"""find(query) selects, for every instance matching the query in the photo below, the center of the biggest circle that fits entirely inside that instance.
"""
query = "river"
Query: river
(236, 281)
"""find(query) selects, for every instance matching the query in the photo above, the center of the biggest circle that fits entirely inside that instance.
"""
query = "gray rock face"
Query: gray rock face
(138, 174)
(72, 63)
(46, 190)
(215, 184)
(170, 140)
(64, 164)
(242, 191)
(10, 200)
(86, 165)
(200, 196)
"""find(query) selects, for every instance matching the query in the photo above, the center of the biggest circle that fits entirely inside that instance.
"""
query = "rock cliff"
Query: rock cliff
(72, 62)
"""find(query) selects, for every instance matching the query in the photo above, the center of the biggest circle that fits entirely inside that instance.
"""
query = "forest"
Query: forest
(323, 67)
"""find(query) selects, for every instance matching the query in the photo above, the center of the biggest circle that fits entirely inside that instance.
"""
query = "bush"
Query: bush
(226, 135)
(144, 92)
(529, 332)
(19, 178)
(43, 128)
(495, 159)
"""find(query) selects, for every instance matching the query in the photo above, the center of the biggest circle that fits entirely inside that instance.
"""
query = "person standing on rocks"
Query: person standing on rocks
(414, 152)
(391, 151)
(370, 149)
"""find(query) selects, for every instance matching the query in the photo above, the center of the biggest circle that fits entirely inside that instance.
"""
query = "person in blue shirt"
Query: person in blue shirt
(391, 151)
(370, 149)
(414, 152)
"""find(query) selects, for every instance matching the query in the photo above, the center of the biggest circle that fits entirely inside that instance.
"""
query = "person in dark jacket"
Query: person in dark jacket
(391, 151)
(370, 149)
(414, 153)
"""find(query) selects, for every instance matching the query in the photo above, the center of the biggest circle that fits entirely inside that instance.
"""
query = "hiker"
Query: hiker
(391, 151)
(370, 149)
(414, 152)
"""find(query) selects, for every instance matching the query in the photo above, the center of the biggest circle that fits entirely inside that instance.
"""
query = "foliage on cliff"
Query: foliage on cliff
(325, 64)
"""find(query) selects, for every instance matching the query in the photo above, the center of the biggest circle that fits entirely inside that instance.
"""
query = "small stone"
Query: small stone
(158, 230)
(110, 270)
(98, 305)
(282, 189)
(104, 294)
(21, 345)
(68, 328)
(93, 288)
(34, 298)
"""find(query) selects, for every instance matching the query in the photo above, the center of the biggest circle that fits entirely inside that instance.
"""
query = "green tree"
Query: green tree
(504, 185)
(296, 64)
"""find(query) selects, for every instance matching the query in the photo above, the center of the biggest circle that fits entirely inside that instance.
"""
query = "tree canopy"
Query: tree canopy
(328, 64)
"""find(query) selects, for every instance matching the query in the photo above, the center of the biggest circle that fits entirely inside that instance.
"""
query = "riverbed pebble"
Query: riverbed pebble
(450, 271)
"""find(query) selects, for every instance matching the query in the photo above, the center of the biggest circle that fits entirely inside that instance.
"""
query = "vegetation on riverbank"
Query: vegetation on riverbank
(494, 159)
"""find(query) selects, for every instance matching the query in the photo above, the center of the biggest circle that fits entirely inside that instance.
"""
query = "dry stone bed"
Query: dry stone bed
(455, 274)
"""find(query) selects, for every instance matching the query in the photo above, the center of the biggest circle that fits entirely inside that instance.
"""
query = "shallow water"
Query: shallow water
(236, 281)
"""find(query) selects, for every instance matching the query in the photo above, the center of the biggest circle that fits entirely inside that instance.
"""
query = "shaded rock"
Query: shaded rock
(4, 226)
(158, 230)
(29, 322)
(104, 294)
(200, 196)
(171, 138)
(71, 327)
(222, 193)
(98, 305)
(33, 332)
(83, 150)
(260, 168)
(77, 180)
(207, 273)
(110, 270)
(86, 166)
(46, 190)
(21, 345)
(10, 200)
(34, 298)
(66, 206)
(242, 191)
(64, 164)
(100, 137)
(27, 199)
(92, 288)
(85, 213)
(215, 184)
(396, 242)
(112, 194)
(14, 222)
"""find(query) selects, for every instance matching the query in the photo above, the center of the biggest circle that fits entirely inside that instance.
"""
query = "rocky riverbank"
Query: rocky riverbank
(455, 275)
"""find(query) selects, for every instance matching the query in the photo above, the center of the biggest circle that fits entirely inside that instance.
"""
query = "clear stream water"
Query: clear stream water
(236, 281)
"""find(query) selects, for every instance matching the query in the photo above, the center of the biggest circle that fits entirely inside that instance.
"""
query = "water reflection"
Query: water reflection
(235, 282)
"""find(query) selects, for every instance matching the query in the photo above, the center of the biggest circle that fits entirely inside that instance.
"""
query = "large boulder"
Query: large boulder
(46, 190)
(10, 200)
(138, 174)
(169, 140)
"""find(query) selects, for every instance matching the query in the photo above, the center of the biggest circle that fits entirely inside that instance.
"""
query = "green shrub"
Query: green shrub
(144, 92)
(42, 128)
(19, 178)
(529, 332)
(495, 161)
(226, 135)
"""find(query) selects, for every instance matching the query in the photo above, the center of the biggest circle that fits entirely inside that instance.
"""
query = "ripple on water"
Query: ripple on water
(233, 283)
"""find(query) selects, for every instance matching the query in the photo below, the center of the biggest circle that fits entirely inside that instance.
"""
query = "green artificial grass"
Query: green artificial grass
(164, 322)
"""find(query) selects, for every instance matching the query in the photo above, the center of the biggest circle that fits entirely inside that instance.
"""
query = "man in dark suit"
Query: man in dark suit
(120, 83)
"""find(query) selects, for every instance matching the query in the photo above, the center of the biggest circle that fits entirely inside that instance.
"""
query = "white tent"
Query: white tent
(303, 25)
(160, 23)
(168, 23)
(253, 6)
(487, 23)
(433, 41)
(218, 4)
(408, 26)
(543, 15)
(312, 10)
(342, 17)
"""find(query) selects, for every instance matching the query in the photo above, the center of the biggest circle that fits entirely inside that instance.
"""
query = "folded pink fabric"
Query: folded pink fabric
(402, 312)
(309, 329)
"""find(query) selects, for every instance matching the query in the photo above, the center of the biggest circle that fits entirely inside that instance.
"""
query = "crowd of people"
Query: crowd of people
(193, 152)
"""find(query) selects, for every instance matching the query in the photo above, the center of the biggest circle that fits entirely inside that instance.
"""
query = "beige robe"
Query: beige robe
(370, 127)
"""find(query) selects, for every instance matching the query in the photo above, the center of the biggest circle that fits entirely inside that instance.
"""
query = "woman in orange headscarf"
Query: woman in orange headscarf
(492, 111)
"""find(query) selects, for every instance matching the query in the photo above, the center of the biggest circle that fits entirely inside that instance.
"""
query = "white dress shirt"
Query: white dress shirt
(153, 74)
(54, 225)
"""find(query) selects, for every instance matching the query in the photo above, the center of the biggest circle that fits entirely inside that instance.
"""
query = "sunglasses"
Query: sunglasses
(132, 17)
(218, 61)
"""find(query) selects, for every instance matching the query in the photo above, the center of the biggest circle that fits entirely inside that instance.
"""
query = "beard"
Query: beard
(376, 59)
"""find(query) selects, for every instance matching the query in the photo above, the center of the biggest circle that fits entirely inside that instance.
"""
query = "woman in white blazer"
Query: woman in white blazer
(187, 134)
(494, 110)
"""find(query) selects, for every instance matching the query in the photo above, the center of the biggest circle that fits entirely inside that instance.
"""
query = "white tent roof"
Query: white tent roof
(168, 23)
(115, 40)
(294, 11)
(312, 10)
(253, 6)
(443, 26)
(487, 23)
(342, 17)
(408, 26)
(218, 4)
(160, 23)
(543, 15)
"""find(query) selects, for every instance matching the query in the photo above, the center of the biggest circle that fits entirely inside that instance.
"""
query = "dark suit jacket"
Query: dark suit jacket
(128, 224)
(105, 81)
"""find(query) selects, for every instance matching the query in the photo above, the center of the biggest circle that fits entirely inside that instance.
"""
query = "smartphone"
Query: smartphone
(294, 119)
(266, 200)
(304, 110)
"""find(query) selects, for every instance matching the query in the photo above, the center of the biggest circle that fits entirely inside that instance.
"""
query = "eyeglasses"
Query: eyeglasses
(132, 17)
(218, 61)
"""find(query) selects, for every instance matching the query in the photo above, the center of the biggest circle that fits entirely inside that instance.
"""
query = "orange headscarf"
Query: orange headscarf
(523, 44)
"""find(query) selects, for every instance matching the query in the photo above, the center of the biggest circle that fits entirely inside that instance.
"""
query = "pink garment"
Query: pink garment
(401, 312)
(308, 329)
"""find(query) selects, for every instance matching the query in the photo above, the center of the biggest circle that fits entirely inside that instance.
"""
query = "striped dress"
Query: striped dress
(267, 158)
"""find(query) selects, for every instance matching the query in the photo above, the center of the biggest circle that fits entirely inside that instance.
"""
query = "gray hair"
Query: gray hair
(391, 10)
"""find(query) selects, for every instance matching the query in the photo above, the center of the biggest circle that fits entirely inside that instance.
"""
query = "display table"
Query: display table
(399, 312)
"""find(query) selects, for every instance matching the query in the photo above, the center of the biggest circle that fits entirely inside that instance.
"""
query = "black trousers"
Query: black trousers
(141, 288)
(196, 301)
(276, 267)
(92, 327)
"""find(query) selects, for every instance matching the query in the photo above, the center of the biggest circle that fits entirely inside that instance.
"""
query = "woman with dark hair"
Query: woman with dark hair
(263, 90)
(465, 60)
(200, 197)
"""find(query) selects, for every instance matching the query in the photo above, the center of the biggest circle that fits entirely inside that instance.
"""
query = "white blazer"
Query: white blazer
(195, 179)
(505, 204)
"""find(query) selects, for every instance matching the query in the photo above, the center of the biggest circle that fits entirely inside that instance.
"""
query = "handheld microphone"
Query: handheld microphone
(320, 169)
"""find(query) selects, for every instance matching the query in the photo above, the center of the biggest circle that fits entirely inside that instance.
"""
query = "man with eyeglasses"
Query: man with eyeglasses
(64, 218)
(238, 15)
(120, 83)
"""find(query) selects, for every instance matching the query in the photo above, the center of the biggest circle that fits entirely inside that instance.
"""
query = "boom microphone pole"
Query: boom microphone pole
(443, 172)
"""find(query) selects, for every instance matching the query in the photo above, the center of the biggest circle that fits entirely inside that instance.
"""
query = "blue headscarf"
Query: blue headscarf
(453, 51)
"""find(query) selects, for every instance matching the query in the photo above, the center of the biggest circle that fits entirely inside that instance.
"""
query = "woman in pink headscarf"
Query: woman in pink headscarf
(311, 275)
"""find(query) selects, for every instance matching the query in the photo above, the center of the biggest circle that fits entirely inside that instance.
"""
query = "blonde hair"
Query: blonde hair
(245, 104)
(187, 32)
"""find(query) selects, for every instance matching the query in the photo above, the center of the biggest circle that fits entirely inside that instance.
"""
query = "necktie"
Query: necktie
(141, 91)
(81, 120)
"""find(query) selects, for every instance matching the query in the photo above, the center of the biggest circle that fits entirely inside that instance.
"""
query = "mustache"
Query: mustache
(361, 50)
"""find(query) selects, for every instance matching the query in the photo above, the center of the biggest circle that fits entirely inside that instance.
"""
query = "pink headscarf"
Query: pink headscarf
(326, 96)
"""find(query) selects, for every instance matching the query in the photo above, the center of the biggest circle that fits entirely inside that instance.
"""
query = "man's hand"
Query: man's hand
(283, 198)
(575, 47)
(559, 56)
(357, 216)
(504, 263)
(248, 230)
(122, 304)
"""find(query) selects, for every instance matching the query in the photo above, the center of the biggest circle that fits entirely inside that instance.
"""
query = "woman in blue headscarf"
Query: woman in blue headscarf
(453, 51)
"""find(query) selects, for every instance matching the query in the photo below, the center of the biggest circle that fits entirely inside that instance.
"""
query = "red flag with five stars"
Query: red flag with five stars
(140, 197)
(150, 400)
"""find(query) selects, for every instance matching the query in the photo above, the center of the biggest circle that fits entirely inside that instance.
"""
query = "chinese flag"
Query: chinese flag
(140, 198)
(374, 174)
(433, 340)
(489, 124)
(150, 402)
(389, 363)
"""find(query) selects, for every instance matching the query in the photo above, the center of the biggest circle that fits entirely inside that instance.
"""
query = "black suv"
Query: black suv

● GIVEN INSTRUCTION
Pull out every line in the material above that contains the word "dark", and copy each of those lines in full.

● SOLUTION FOR THIS TASK
query = "person in dark jacket"
Query: person in dark jacket
query = "man in dark suit"
Query: man in dark suit
query = "dark suit jacket"
Query: dark suit jacket
query = "woman with dark hair"
Query: woman with dark hair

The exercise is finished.